━━━━━ Text passage ━━━━━
An Obligation on Accountants to Advise Their Clients to Avoid Tax?

tax, Starbucks, Google, UK tax, HMRC, tax avoidance,

The recently published judgment of High Court Judge Mr Justice Silber in Mehjoo v Harben Barker considers whether accountants are obliged to advise their clients to avoid tax and if so, so how does it sit with all the criticisms made of global companies such as Starbucks and Google for avoiding UK tax?

In essence, Mr Mehjoo’s case against his long standing accountants was that they had failed to provide the advice that could be expected from a “reasonably competent accountant”. Mr Mehjoo was born in Iraq and had lived in Iran before coming to the UK as was well known to his accountants. In October 2004 he wanted to sell shares in his company and his accountants realised that there may be a Capital Gains Tax liability of around £800,000. Mr Mehjoo’s chief complaint was that his accountants had not advised him of the possibility that he might have avoided this tax liability by establishing that he was non-domiciled in the UK for tax purposes.

Unimpressed

Perhaps unsurprisingly, the Judge was unimpressed with the accountants’ assertion that they were not obliged either to give specialist tax advice to their client given his overseas connections or to recommend that he seek such specialist advice elsewhere. That though was not the end of the story. In order to succeed in his claim for negligence, Mr Mehjoo had to also establish that, had they provided such advice, it would have resulted in a material saving of tax. It is at this point that Mr Justice Silber’s lengthy judgment becomes more controversial.

Having looked in detail at the evidence as to whether Mr Mehjoo was in fact non-domiciled for tax purposes and having concluded that he probably was, the court went on to consider what tax schemes would have been available to him given that status. Two particular tax avoidance mechanisms, which Mr Mehjoo claims he should have been advised about, were put forward on his behalf. The first known as a bearer warrant scheme would have required the change of shares in his company from registered shares to bearer shares which would then have had to have been held offshore through an offshore trust company with the result that the trustees would have been able to sell the shares outside the scope of UK tax. The second was a more aggressive scheme the details of which we don’t need to go into.
━━━━━
For each numbered statement, say yes or no according to whether it agrees with the article on Mehjoo v Harben Barker, and quote the words of the article that decide it.
1. The accountants estimated a possible Capital Gains Tax liability of around £800,000.
2. The judge accepted the accountants' claim that they had no duty to give specialist tax advice.
3. The court found that Mr Mehjoo was probably non-domiciled for tax purposes.
━━━━━ Material supplied ━━━━━
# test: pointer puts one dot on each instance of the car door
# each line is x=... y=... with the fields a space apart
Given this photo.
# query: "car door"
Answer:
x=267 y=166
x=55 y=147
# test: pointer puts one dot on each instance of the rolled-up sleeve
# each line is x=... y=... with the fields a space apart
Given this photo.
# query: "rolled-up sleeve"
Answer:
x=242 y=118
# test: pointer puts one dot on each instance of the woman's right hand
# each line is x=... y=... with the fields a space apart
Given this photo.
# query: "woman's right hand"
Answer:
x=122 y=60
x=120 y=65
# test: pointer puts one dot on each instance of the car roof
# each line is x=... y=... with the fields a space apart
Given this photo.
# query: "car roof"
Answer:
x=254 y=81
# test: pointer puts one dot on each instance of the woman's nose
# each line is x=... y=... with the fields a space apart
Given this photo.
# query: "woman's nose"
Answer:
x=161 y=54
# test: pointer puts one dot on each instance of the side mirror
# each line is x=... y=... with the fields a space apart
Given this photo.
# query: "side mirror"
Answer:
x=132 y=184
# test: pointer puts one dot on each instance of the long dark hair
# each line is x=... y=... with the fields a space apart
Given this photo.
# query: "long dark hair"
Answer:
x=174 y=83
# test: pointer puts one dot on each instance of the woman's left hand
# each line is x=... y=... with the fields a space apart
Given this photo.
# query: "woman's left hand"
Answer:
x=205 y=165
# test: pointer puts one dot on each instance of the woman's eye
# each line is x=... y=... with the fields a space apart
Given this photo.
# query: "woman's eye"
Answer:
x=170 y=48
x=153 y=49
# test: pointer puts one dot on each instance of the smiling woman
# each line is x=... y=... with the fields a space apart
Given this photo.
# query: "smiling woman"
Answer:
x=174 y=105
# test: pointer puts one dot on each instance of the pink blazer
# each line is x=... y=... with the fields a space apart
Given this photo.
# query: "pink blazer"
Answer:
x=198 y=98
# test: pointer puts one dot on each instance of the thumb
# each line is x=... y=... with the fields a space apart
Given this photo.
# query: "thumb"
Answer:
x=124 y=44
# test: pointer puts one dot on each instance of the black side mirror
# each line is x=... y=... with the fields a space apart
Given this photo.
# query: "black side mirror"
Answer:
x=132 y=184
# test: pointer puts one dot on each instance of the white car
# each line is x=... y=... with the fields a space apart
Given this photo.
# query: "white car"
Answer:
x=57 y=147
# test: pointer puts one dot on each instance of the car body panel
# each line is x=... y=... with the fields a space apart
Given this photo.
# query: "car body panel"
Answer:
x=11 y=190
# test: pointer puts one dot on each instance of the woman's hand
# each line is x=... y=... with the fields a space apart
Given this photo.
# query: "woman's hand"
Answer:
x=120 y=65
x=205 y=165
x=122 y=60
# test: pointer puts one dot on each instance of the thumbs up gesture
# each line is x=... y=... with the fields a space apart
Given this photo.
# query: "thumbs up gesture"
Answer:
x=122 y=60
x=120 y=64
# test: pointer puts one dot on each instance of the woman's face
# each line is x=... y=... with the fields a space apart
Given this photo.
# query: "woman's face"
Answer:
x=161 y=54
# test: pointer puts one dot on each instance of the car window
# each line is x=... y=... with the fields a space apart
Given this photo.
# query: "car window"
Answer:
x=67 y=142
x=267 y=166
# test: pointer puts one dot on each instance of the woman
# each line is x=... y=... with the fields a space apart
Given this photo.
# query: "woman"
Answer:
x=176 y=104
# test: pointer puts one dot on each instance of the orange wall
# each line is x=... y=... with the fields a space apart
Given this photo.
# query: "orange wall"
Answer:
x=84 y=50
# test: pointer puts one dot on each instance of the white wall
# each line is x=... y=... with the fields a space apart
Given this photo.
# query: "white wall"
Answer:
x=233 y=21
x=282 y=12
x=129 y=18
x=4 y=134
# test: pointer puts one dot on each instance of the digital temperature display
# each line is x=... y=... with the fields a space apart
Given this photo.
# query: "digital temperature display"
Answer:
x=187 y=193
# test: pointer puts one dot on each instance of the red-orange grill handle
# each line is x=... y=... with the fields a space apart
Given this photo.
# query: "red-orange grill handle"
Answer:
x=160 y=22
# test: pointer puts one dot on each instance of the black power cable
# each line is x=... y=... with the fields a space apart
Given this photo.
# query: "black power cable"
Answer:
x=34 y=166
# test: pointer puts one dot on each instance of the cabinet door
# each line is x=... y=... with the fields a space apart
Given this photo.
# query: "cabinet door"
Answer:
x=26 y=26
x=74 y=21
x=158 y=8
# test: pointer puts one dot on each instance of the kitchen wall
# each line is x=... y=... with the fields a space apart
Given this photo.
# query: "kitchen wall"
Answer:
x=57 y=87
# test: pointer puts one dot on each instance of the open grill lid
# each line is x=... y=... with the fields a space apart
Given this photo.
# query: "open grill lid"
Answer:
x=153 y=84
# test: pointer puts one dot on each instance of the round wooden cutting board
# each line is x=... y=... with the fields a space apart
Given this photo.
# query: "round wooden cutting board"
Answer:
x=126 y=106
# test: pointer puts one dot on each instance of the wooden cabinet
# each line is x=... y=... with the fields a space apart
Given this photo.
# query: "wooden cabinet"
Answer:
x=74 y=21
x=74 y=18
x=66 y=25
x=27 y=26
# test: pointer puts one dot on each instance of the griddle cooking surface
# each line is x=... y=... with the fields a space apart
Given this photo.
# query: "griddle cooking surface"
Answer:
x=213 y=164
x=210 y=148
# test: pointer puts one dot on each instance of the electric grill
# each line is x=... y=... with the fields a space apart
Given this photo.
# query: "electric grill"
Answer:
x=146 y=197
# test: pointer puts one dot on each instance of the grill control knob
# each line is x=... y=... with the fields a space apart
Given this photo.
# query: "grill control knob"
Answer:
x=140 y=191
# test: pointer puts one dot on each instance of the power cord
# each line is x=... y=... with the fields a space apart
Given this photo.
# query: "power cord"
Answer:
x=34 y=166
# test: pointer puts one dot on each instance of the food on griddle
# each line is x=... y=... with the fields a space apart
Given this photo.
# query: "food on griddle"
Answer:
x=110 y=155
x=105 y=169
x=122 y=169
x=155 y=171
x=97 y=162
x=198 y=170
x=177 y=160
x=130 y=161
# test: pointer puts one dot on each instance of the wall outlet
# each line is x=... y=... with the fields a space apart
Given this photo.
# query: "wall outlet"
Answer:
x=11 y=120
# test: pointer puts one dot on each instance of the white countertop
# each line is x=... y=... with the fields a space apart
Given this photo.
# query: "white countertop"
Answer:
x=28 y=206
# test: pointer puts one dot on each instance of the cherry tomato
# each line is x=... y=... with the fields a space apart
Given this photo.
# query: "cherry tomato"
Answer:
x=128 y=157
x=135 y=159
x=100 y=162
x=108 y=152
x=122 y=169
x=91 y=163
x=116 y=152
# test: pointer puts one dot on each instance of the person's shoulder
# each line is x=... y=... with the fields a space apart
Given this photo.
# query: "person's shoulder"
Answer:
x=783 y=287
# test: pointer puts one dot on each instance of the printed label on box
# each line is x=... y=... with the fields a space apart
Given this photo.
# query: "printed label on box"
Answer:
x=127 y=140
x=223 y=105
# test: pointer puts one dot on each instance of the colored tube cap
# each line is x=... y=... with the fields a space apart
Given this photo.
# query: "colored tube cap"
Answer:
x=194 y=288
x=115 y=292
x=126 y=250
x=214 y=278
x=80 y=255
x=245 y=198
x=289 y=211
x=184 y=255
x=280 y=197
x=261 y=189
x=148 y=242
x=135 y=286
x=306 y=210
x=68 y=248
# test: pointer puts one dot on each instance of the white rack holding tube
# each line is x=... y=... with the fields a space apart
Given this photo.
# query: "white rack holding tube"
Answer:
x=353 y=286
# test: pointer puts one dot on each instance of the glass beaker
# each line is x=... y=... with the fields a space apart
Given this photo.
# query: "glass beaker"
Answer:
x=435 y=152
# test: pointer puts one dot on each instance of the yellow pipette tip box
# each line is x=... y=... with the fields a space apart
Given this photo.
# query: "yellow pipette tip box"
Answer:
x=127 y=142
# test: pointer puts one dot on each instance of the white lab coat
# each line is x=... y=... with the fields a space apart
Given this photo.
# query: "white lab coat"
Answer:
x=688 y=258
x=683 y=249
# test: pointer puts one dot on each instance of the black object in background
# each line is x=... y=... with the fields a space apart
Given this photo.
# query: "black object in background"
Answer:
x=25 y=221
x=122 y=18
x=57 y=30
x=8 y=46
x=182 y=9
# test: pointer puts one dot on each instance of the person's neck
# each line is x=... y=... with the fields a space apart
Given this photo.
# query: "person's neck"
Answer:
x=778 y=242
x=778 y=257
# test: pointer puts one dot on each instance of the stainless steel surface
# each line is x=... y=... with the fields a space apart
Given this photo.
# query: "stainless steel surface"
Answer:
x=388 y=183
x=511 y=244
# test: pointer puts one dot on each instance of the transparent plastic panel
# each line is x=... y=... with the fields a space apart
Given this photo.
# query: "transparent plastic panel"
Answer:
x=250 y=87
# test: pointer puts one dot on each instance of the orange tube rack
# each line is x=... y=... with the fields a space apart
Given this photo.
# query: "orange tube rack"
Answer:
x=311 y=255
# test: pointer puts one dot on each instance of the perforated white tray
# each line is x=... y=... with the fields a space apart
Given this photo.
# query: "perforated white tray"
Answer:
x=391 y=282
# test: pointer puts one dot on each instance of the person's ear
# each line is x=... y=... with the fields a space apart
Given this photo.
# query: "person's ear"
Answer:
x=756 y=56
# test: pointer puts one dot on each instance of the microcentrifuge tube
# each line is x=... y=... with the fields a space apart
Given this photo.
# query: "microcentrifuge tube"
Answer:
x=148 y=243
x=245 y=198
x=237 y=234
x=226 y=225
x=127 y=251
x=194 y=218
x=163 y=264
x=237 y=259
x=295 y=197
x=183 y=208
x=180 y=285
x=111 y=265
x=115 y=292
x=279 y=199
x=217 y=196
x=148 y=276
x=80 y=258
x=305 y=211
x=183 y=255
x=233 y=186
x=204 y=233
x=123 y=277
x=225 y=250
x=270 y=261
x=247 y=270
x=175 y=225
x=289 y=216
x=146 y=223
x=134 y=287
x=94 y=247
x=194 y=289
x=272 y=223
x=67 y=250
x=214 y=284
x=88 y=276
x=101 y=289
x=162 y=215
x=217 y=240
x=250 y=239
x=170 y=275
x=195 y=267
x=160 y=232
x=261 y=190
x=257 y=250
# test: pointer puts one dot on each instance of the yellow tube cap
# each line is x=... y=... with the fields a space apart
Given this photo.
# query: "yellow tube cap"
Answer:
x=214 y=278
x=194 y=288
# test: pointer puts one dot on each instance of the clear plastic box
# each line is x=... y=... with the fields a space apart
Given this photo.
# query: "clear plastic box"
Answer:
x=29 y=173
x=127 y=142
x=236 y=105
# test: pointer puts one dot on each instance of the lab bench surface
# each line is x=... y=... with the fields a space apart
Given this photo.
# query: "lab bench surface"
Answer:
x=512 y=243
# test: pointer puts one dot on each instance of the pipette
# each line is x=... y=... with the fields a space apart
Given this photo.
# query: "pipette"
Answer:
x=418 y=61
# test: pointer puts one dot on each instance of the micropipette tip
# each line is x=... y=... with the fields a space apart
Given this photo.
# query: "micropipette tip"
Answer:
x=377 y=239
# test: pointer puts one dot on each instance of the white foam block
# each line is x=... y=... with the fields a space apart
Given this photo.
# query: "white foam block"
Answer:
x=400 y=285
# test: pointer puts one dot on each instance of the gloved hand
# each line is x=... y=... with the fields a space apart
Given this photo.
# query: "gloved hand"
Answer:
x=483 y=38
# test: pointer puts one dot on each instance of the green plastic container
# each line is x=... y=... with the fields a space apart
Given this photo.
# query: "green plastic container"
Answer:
━━━━━
• Worked answer
1. Yes: "his accountants realised that there may be a Capital Gains Tax liability of around £800,000"
2. No: "the Judge was unimpressed with the accountants’ assertion that they were not obliged either to give specialist tax advice to their client"
3. Yes: "Having looked in detail at the evidence as to whether Mr Mehjoo was in fact non-domiciled for tax purposes and having concluded that he probably was"